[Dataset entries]
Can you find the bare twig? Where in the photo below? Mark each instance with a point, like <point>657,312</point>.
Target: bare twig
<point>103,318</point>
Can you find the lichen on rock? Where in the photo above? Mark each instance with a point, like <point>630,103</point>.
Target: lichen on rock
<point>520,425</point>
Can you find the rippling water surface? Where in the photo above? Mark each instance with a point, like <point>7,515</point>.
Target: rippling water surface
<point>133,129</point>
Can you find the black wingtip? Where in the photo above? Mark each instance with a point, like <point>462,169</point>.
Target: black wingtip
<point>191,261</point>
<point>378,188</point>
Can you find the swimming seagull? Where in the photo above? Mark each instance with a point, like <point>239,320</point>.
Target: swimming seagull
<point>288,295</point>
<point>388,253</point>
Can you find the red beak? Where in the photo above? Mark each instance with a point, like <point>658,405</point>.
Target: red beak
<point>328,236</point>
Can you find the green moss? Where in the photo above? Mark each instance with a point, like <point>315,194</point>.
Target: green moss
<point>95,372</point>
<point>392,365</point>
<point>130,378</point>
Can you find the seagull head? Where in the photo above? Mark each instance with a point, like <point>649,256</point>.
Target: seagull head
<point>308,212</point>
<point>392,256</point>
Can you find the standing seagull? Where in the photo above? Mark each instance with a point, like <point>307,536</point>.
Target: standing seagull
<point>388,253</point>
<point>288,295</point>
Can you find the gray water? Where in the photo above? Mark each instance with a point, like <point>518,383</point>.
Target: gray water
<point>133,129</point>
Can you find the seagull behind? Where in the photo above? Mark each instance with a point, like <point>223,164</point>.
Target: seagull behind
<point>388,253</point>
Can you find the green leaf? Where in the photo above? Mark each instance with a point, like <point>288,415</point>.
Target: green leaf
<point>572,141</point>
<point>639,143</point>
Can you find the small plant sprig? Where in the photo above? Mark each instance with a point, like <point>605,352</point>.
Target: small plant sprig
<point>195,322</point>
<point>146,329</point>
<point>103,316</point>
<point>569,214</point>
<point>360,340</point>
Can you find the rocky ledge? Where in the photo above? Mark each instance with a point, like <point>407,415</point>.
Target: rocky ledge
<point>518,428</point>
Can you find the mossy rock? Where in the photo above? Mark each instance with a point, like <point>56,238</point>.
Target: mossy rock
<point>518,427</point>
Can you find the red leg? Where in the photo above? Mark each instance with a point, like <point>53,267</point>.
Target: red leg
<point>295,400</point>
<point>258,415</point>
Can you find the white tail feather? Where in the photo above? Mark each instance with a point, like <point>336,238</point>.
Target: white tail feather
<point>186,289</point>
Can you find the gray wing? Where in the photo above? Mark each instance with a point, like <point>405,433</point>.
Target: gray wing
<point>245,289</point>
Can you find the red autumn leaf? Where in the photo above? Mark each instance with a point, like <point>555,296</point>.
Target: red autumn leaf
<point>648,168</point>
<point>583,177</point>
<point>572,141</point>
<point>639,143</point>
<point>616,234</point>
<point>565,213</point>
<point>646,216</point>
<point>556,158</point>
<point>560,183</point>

* [ABOUT THIS TASK]:
Would you retype exactly the lines above, from the line with "Can you find the lichen" to the line with "Can you find the rippling", with both end lines kept and nothing more?

* [RESPONSE TO THIS EXERCISE]:
Can you find the lichen on rock? Where in the photo above? Mark each instance with a point, like <point>630,103</point>.
Target: lichen on rock
<point>520,425</point>
Can you find the rippling water surface? Where in the photo above? Mark each instance with a point, like <point>7,515</point>.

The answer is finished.